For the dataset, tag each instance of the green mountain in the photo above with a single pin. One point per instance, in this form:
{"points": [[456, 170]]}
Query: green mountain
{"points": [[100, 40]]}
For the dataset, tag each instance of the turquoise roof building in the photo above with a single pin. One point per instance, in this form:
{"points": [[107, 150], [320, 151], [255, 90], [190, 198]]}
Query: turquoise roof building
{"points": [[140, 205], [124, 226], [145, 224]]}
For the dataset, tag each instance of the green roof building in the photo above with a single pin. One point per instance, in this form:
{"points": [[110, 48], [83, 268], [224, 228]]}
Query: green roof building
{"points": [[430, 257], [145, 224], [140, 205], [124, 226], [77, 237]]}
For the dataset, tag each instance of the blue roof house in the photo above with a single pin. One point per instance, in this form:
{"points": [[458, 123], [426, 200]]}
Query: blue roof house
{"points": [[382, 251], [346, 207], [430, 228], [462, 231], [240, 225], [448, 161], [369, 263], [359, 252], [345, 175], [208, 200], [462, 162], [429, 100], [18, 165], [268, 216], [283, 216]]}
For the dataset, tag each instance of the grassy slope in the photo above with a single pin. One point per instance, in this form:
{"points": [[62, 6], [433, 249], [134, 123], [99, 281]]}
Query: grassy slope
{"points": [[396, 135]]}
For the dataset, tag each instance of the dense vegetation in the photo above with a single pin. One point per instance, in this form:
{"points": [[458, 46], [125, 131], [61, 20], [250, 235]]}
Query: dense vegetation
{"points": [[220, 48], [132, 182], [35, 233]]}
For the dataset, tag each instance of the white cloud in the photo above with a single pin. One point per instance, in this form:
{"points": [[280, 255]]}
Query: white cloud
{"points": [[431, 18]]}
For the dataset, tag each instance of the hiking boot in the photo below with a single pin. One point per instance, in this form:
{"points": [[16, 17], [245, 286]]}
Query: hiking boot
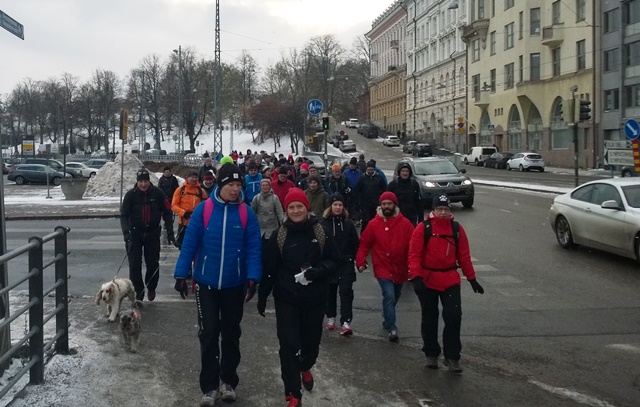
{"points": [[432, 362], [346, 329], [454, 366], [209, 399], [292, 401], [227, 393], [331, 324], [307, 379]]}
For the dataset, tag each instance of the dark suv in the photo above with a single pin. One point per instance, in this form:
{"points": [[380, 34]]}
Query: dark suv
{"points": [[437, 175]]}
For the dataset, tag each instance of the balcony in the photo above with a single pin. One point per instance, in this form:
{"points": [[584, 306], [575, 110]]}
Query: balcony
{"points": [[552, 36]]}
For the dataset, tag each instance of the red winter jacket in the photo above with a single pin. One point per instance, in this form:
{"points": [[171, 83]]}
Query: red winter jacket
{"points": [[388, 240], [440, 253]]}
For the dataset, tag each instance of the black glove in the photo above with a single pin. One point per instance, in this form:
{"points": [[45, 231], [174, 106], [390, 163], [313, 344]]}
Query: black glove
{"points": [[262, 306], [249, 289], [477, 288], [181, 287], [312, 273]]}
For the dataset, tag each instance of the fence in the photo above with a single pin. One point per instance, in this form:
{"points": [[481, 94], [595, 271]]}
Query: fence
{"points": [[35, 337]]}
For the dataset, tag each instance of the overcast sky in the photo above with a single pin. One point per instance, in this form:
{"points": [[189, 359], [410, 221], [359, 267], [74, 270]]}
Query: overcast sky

------------------------------------

Resize the data from the line containing "For the dataset, tag each instance of the fence" up to and including the last line of the data, and reproduce all of those lines, requests included. Multiply only the point coordinates in the answers by 2.15 and round to whole numbers with halves rounded up, leaving the requests and their format samples unchanged.

For the dataset, tag each instance of the fence in the photo above with a single pin. One point per instance, in this form:
{"points": [[481, 94], [595, 271]]}
Query: fence
{"points": [[75, 725]]}
For the dataset, tag each instance of the overcast sky in the photo above with a single pin. One point per instance, in this form:
{"points": [[189, 359], [410, 221], [359, 267], [74, 270]]}
Query: overcast sky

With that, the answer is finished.